Items from a dataset:
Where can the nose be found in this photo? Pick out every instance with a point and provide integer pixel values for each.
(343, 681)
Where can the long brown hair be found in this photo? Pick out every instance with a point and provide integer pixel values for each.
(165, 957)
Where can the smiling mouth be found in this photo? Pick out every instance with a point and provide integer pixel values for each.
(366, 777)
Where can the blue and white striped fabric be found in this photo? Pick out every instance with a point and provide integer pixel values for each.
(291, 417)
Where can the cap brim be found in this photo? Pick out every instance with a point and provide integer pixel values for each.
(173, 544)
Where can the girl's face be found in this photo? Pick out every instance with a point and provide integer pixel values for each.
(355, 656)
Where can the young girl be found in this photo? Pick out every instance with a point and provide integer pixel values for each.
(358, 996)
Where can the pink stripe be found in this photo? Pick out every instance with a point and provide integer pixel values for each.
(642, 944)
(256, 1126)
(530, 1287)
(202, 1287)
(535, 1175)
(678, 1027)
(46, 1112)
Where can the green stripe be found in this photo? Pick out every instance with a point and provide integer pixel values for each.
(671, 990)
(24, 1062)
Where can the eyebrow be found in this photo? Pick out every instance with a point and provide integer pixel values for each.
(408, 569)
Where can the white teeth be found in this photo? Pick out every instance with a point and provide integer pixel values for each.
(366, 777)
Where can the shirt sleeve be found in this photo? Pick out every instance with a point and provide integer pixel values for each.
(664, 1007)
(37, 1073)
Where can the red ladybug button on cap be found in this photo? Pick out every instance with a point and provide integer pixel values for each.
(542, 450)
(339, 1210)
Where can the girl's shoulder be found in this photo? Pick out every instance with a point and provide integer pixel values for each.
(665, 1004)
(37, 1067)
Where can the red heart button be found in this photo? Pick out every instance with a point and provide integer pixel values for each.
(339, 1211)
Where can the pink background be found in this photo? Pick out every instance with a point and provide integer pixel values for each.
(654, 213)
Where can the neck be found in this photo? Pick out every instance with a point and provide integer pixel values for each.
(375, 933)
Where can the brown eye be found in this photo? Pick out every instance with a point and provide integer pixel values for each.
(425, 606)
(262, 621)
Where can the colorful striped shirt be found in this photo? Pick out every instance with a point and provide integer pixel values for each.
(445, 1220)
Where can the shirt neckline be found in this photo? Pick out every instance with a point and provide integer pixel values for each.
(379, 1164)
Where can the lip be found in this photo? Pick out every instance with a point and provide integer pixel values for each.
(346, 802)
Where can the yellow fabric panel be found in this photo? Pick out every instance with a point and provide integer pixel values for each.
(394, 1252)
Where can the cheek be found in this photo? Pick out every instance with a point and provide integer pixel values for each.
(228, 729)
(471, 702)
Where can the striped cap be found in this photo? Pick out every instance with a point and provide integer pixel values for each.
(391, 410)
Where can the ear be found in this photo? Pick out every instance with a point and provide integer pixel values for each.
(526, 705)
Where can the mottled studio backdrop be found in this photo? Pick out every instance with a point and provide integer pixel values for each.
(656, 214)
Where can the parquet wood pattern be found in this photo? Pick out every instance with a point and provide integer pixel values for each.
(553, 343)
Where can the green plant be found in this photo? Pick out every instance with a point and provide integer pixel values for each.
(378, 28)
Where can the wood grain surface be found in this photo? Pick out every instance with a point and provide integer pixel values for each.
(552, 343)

Exercise directions: Go through the entries above and restate each one exactly.

Response below:
Where can the nose be found in this photo? Pick out every instance with a point and provide integer pixel values for each.
(343, 681)
Where can the long brown hair be found in this photo? Pick out every instance with a point and provide integer pixel values for each.
(165, 957)
Where can the smiling mouth be found in this photo? Pick out every instance with a point and provide integer pixel values for each.
(366, 777)
Where can the blue and white striped fabric be found in this photo? Pick out every instance with a point and provide integer pixel values for each.
(291, 417)
Where can the cap brim be found in this photo? Pick out every instance with a point and provide integer pixel values for each.
(173, 544)
Where can the girl's face be found in this photo? Pick out every instance with a point and provide integer pixel values for each.
(355, 656)
Where can the young girl be found in this photo? Pick out every instance with a point and provide integer pixel values for each.
(358, 996)
Where can the pink stripe be found in this photo? Pick out every instance with a point and provide integer pixel values for each.
(642, 944)
(256, 1126)
(530, 1287)
(202, 1287)
(535, 1175)
(678, 1027)
(46, 1112)
Where can the green stripe be found in this photo? Pick out every instance with a point and provide integer pixel values for each.
(671, 990)
(24, 1062)
Where can the eyebrow be found in this photo? Pick out every instance with a point and provide integer pixel values for each.
(408, 569)
Where can the white teeth be found in this photo? Pick out every instance with a point and provide integer pixel values for each.
(366, 777)
Where can the shirt sleeve be found in this photo? Pick out every instance with a point and provide integer pixel values for each.
(664, 1007)
(37, 1073)
Where can the red ladybug button on cap be found in this photo? Pick out every instance with a point and provide integer pixel values for each.
(542, 450)
(339, 1210)
Where can the girl's shoulder be found in this photo? Pick out every instance with a point and provide integer pixel values for each.
(665, 1004)
(37, 1067)
Where can the red heart button be found in this photo? Pick out every instance with a point and provide integer pixel values for each.
(339, 1211)
Where can the pink background be found in this photo? Pick out every instance with a point and provide integer pixel values for each.
(654, 213)
Where can the neck be found in this photo? Pick out every instance with a point and provide integer pixel values for each.
(375, 933)
Where can the brown eye be found in this photo? Pick out every instance with a point and provide integer pixel values for each.
(425, 606)
(262, 621)
Where can the colorful striped shirt be found in this photo? Pick out every instance with a point and provide integer pixel values for each.
(445, 1220)
Where can the shirt neckline be found in this photo? Pick out every instance with a point and provide integer pixel values for each.
(379, 1164)
Where can the lip be found in this photo? Pick out every instance with a point and provide integer pixel values for each.
(346, 802)
Where can the yellow fabric panel be found in this photo? Pick out every instance with a point and provide integer pixel values for each.
(394, 1252)
Where can the cheek be found in this photo? Pick out every instance with a point and provide integer pixel values for each.
(228, 729)
(471, 702)
Where can the striped cap be found in this photo? Pick out every instance with a point and provide integer pixel values for each.
(391, 410)
Where can the ear be found in this photo? Pick out every instance with a point and provide integer pixel values for each.
(526, 705)
Where can the mottled studio backdrop be found in this photo? Pick out every instance with a point and provide integer pixel values for each.
(656, 214)
Where can the parquet wood pattern be found in this photo? Pick out every instance with a point and provide integer pixel values for each.
(553, 343)
Where can the green plant be found in this photo? Pick out every instance with a point and provide integer pixel values for each.
(378, 28)
Where can the wood grain surface be found in this photo? Pick out every instance with a point and provide integer pixel values for each.
(552, 343)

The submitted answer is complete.